§ AIM: Give the listing again in full, exactly as written.

§ EXCERPTED DATA:
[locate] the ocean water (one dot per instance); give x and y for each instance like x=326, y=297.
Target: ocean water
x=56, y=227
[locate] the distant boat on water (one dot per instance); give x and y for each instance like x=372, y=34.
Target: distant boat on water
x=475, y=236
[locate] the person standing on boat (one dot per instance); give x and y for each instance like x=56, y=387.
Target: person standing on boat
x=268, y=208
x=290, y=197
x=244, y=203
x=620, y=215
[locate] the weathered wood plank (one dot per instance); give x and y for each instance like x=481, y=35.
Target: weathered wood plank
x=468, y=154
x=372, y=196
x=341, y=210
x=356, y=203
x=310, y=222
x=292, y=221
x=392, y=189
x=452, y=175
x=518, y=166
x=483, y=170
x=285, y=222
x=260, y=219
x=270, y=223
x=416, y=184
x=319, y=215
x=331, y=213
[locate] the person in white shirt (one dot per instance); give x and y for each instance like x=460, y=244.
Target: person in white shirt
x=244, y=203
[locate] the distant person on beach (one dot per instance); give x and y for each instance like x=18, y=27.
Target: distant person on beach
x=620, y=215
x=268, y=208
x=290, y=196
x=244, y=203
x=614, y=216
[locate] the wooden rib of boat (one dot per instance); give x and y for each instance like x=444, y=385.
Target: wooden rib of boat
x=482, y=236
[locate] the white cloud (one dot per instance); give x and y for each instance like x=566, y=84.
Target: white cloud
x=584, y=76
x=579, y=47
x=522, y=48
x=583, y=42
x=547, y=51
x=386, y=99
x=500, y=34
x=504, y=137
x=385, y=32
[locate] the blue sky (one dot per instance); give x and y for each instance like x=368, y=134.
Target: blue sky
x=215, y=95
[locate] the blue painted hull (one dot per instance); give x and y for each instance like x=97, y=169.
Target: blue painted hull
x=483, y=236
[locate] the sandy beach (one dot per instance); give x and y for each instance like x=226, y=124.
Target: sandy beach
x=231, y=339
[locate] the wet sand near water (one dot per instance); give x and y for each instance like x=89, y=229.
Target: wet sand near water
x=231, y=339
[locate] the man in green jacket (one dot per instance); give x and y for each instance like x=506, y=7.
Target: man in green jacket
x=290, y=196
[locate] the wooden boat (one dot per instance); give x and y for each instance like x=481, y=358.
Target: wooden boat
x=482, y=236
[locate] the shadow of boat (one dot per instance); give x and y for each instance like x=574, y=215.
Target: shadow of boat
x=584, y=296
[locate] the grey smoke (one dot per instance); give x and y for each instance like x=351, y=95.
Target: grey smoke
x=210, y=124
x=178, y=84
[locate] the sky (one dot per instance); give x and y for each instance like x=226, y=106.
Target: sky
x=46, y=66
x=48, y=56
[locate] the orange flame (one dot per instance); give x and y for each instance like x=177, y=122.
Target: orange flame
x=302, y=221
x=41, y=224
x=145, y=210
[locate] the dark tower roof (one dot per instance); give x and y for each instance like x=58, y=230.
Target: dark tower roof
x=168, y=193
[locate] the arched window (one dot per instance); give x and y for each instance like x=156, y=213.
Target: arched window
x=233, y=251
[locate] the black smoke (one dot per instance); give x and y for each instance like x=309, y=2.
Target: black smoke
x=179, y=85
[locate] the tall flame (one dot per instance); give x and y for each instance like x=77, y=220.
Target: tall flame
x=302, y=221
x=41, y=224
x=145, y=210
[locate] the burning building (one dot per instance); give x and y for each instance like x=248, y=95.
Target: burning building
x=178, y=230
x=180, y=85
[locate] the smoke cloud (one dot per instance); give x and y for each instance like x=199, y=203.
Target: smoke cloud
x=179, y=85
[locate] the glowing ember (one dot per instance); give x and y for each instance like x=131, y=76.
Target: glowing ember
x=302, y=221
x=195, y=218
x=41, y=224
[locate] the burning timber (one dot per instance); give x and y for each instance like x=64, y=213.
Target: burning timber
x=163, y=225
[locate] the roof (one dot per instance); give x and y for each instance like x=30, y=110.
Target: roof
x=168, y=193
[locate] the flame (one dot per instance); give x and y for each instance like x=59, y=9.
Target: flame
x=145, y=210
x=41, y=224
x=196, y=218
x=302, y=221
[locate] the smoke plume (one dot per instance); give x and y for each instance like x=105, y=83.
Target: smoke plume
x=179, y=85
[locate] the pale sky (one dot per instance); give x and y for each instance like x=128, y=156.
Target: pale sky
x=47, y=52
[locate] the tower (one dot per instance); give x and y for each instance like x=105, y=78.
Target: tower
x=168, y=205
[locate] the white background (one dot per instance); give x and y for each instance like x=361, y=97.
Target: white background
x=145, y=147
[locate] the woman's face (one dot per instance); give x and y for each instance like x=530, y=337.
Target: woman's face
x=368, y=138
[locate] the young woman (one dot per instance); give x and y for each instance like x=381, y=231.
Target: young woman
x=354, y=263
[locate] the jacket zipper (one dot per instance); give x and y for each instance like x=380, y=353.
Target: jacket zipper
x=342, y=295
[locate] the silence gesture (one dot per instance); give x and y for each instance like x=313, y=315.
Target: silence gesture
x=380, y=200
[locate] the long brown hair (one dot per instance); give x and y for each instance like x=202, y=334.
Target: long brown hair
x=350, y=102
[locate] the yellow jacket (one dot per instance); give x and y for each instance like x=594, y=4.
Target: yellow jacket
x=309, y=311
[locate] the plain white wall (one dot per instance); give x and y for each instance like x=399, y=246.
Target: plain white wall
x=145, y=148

§ SOLUTION BELOW:
[locate] the ocean water (one dot per instance); give x and y for each instance like x=326, y=297.
Target: ocean water
x=56, y=227
[locate] the distant boat on water (one dot per instance); give x and y for each instance like x=372, y=34.
Target: distant boat on water
x=475, y=236
[locate] the person standing on boat (one dot per instance); give x and y for each instance like x=56, y=387.
Target: person standing on boat
x=268, y=208
x=290, y=197
x=244, y=203
x=620, y=215
[locate] the weathered wood plank (one dot per instance); give x and y for each instance like x=481, y=35.
Target: weathered wood plank
x=468, y=154
x=372, y=196
x=341, y=210
x=356, y=203
x=310, y=222
x=292, y=221
x=392, y=189
x=452, y=175
x=518, y=166
x=483, y=170
x=285, y=222
x=260, y=219
x=270, y=223
x=416, y=184
x=319, y=215
x=331, y=213
[locate] the person in white shirt (one dot per instance); give x and y for each instance like x=460, y=244.
Target: person in white shirt
x=244, y=203
[locate] the distant person on beach (one dot per instance); give x and y for each instance like x=18, y=27.
Target: distant person on beach
x=620, y=215
x=268, y=208
x=290, y=196
x=244, y=203
x=614, y=216
[locate] the wooden rib of boat (one dot per instance); give x and y for each instance like x=444, y=385.
Target: wooden rib of boat
x=482, y=236
[locate] the white cloud (one dot per instance); give x and y for each instance like x=566, y=84.
Target: white cloud
x=584, y=76
x=579, y=47
x=522, y=48
x=583, y=42
x=547, y=51
x=386, y=99
x=500, y=34
x=504, y=137
x=385, y=32
[locate] the blue sky (one dot per instance); give x and y for each instance like x=368, y=134.
Target: blue sky
x=215, y=95
[locate] the blue painted hull (one dot per instance); give x and y for each instance like x=97, y=169.
Target: blue painted hull
x=483, y=236
[locate] the sandy beach (one dot per instance); give x and y for each instance like x=226, y=124.
Target: sandy beach
x=231, y=339
[locate] the wet sand near water (one dot per instance); give x and y for each instance like x=89, y=229.
Target: wet sand near water
x=231, y=339
[locate] the man in green jacket (one dot per instance); give x and y for each instance like x=506, y=7.
Target: man in green jacket
x=290, y=196
[locate] the wooden boat (one dot per instance); give x and y for each instance like x=481, y=358.
Target: wooden boat
x=482, y=236
[locate] the shadow of boat (one dot per instance); give x and y for each instance like x=574, y=215.
Target: shadow of boat
x=584, y=296
[locate] the grey smoke (one dot per instance); give x and y for each instance like x=351, y=95.
Target: grey smoke
x=210, y=124
x=178, y=84
[locate] the sky (one dot per instance); give x and y for each instance like x=226, y=106.
Target: sky
x=46, y=66
x=48, y=56
[locate] the orange flame (one dot per instance); give x and y for each instance like x=177, y=122.
Target: orange flame
x=302, y=221
x=41, y=224
x=145, y=210
[locate] the dark tower roof (one dot per instance); give x and y for each instance like x=58, y=230.
Target: dark tower roof
x=168, y=193
[locate] the arched window (one dot per instance); give x and y for each instance like x=156, y=213.
Target: arched window
x=233, y=251
[locate] the black smoke (one dot per instance); give x and y for each instance like x=309, y=2.
Target: black smoke
x=179, y=85
[locate] the tall flame (one dot per instance); give x and y for each instance like x=77, y=220.
Target: tall flame
x=302, y=221
x=41, y=224
x=145, y=210
[locate] the burning building (one dot per instance); give x and y for each instance like x=248, y=95.
Target: burning building
x=178, y=230
x=180, y=85
[locate] the smoke cloud (one dot per instance); give x and y for each instance like x=199, y=203.
Target: smoke cloud
x=179, y=85
[locate] the glowing ember (one dot per instance); give x and y for each instance like x=131, y=76.
Target: glowing ember
x=302, y=221
x=195, y=218
x=41, y=224
[locate] the burning timber (one dot per instance); give x and y for each instance like x=64, y=213.
Target: burning timber
x=163, y=225
[locate] the roof (one dot per instance); give x and y for each instance like x=30, y=110.
Target: roof
x=168, y=193
[locate] the flame (one dot per instance); give x and y for each instance like x=59, y=9.
Target: flame
x=145, y=210
x=41, y=224
x=196, y=218
x=302, y=221
[locate] the smoke plume (one dot per instance); give x and y for each instance like x=105, y=83.
Target: smoke plume
x=179, y=85
[locate] the pale sky (one dot per instance); give x and y for each instance like x=128, y=156.
Target: pale sky
x=47, y=52
[locate] the tower (one dot per instance); give x and y for each instance like x=105, y=78.
Target: tower
x=168, y=205
[locate] the white background (one dot per instance); give x and y for each instance like x=361, y=97.
Target: white background
x=145, y=147
[locate] the woman's face (one dot per instance); give x and y for each instance like x=530, y=337.
Target: woman's face
x=368, y=138
[locate] the young woman (one dot per instance); give x and y for each instance like x=381, y=231.
Target: young woman
x=354, y=263
[locate] the jacket zipper (one dot per instance); give x and y for each instance like x=380, y=353.
Target: jacket zipper
x=342, y=295
[locate] the silence gesture (one dot per instance); give x and y for each instance like x=313, y=315.
Target: silence gesture
x=380, y=200
[locate] the long brown hair (one dot per instance); give x and y for each instance like x=202, y=334.
Target: long brown hair
x=350, y=102
[locate] the yellow jacket (one dot per instance); give x and y for each instance like x=594, y=4.
Target: yellow jacket
x=309, y=311
[locate] the plain white wall (one dot per instance); give x and y for each instance like x=399, y=246.
Target: plain white wall
x=145, y=148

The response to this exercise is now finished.